--- Dataset extract ---

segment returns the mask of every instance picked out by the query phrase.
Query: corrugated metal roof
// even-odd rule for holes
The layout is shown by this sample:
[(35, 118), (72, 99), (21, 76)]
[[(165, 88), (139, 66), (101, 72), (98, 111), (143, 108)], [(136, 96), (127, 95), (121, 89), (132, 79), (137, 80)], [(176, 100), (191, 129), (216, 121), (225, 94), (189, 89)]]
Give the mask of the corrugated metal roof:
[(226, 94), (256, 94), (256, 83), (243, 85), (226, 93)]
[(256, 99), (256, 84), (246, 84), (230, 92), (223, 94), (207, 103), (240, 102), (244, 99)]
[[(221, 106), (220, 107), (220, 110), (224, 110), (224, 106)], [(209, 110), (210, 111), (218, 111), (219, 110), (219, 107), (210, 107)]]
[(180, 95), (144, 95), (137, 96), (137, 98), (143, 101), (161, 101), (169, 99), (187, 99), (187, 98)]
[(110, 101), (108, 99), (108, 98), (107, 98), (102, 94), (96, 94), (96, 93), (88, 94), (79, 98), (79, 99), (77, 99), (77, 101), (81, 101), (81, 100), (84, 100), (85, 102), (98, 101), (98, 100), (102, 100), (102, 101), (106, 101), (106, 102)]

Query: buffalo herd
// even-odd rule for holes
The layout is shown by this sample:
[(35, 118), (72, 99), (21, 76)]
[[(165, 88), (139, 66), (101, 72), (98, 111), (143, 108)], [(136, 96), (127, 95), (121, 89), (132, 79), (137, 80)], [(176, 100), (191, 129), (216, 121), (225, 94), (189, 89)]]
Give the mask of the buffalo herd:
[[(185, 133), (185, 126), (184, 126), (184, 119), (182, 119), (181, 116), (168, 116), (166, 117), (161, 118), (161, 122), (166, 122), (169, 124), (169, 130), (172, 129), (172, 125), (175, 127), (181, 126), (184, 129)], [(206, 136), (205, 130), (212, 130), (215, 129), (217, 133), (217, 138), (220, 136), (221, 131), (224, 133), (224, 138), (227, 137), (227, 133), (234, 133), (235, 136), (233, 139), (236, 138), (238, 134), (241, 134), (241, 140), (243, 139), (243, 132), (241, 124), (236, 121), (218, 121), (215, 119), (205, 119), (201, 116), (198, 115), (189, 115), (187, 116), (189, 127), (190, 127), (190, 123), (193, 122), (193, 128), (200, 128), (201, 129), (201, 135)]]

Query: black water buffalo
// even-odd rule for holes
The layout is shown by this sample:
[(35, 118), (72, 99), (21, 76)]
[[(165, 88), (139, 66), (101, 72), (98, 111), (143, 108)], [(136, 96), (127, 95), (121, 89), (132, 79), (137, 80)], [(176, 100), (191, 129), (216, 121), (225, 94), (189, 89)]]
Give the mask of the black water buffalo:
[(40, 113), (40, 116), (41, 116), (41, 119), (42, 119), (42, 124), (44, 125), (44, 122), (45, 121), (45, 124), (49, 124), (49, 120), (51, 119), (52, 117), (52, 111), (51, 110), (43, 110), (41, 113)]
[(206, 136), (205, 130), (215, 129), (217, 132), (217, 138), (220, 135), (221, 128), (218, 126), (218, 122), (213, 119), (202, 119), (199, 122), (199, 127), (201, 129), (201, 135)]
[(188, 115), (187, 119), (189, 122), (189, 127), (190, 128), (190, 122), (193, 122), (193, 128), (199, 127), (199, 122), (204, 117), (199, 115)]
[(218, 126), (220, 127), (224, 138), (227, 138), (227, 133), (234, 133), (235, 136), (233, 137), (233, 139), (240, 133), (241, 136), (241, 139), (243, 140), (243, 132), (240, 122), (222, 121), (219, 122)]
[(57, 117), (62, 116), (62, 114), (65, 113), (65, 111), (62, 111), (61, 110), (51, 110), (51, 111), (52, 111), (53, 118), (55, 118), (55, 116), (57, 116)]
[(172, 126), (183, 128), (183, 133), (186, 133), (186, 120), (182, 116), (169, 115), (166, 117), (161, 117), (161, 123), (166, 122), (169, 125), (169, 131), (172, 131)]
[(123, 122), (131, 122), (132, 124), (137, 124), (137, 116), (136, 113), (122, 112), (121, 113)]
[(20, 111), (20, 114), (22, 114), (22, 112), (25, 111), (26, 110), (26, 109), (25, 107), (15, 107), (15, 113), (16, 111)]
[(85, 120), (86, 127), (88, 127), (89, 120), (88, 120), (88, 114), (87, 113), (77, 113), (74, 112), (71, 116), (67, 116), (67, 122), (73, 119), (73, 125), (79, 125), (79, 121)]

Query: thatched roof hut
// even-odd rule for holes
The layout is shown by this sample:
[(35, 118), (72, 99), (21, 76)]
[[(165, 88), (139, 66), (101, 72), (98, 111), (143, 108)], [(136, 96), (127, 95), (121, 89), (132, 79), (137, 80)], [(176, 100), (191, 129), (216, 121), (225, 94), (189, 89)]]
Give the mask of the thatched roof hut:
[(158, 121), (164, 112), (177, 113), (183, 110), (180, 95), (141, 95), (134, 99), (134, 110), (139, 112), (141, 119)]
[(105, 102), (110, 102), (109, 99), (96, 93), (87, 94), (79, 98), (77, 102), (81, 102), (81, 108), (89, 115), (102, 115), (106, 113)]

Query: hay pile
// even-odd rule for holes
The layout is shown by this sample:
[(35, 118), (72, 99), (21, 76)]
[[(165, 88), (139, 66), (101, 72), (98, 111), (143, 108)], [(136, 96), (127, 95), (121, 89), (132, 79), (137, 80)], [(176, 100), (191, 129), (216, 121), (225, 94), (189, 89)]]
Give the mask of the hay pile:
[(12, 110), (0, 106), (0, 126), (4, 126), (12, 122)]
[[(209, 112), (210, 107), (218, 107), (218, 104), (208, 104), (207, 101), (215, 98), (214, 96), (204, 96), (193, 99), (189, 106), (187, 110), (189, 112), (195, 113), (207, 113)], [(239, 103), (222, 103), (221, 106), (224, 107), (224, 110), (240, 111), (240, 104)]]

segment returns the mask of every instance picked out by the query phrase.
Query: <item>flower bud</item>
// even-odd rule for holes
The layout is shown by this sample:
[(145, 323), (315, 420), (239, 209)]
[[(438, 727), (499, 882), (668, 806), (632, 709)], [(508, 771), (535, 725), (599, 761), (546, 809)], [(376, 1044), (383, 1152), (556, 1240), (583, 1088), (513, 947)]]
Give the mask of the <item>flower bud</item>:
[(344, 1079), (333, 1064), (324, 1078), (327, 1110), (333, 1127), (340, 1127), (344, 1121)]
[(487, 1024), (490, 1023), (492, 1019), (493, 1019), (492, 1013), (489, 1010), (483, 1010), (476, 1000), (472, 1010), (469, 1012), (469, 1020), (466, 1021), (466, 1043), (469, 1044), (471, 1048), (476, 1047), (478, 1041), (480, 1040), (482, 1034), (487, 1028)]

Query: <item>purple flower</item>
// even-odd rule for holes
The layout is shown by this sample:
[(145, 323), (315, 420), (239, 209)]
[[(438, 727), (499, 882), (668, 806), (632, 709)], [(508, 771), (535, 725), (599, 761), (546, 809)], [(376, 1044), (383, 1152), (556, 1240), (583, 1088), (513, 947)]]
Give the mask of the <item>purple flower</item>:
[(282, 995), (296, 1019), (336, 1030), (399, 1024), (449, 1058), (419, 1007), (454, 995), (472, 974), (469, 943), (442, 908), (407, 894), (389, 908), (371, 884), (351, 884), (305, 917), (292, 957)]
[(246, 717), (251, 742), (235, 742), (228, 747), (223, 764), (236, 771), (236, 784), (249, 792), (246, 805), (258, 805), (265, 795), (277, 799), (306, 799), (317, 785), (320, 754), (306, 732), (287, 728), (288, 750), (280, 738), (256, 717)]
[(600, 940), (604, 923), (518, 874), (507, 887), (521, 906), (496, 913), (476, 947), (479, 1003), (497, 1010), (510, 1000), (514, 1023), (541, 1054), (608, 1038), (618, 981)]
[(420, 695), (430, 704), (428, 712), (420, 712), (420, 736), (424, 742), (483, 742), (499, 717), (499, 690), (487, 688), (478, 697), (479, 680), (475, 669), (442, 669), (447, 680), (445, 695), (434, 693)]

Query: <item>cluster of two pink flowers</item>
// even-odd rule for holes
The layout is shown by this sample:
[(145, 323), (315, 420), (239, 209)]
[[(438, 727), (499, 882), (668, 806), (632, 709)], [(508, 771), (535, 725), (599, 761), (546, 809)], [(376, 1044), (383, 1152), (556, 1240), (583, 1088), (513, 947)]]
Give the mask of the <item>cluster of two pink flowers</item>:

---

Find the line containing "Query: <item>cluster of", then output it and every line after it to the end of the data, exactly.

**Solution:**
Query: <item>cluster of two pink flowers</item>
// even-odd rule for holes
The layout is shown by this sample:
[(145, 323), (315, 420), (239, 209)]
[[(438, 727), (499, 882), (668, 806), (632, 709)], [(508, 771), (535, 725), (599, 761), (546, 809)], [(376, 1044), (383, 1152), (556, 1240), (583, 1088), (513, 947)]]
Give the mask of the <item>cluster of two pink flowers</item>:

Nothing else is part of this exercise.